[TASK TO COMPLETE] Turn every line of the listing below into a numbered list, leaving out any blank lines.

Location annotation dataset excerpts:
"""

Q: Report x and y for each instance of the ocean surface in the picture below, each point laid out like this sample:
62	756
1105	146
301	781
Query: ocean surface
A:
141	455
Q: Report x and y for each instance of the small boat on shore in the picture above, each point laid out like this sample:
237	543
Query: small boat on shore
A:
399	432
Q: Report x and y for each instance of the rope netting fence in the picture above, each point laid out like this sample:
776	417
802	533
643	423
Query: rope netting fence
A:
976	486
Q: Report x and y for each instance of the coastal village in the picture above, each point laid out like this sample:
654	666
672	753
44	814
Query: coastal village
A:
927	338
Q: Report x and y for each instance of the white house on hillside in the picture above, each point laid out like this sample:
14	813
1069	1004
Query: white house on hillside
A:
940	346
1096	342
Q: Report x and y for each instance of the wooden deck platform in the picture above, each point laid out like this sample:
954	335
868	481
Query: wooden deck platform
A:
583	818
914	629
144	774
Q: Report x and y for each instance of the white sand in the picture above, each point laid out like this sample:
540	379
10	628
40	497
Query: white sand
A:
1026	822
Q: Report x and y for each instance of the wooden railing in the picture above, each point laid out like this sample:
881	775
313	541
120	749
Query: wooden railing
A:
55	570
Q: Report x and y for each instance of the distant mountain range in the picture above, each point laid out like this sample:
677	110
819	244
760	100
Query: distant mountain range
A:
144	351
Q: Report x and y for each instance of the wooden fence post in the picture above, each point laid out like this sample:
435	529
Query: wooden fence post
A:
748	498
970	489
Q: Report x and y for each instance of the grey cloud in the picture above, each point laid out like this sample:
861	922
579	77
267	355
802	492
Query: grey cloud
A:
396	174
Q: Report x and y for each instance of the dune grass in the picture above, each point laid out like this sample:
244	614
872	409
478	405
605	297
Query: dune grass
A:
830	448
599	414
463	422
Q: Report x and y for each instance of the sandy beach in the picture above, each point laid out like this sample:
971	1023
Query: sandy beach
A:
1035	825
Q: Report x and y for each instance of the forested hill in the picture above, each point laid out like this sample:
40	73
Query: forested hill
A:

"""

[RESPONSE BELOW]
1. Q: Report x and y for each instance of the ocean surface in the picture below, each point laid out like this sample:
2. 62	756
3. 1105	146
4. 301	781
5. Query: ocean surface
6. A:
7. 141	455
8. Q: Report x and y for each instance of the small boat on shore in the picture above, each point laid out like this sample:
9. 237	543
10. Query: small boat on shore
11. A:
12. 399	432
13. Q: Report x and y for each instance of the rope netting fence in the picture above, each point laid out like this sample:
14. 776	417
15. 802	533
16. 643	423
17. Query: rope netting fence
18. A:
19. 976	486
20. Q: Report x and y for each instance of the coastal village in the picture above, each point laid out like this sample:
21. 654	666
22. 672	753
23. 44	814
24. Query: coastal village
25. A:
26. 927	338
27. Q: Report x and y for each instance of the white house on hillside in the picture above, each point laid out like this sample:
28. 14	813
29. 1069	1004
30. Query: white house on hillside
31. A:
32. 940	346
33. 1096	342
34. Q: Report x and y for each instance of the wooden deck platform in the picture above, each point laid out like this sample:
35. 954	335
36. 868	481
37. Query: wooden deck platform
38. A:
39. 583	818
40. 914	629
41. 144	774
42. Q: Report x and y for each instance of the white sand in the picture above, each point laid out like this sample:
43. 540	379
44. 10	628
45. 40	497
46. Query: white sand
47. A:
48. 1026	822
49. Q: Report x and y for each instance of the wooden railing in the picture above, each point laid out like this sample:
50. 881	775
51. 313	541
52. 120	749
53. Query: wooden railing
54. A:
55. 55	570
56. Q: Report x and y for each instance of the distant mountain range in the picture above, each point laid out like this sample:
57. 677	110
58. 819	244
59. 760	100
60. Query: distant mountain range
61. A:
62. 144	351
63. Q: Report x and y for each instance of the wooden fence post in the picture above, each point laid out like this sample:
64. 435	529
65. Query: wooden fence post
66. A:
67. 748	498
68. 970	489
69. Q: Report x and y for each instance of the grey cloud in the picture above, each point laid out like this sample:
70. 861	922
71. 579	77
72. 267	355
73. 802	492
74. Query: grey cloud
75. A:
76. 396	174
77. Q: Report x and y for each instance of the dune grass in the picture above, each point laid out like this sample:
78. 244	614
79. 872	409
80. 478	405
81. 605	297
82. Query: dune grass
83. A:
84. 830	448
85. 599	414
86. 463	422
87. Q: Report x and y for each instance of the sandy beach in the picture above, each point laid out like this sample:
88. 971	1023
89. Query: sandy beach
90. A:
91. 1035	825
92. Q: Report x and y for each instance of the forested hill in the picture above, each point laid out like this sample:
93. 40	73
94. Query: forested hill
95. A:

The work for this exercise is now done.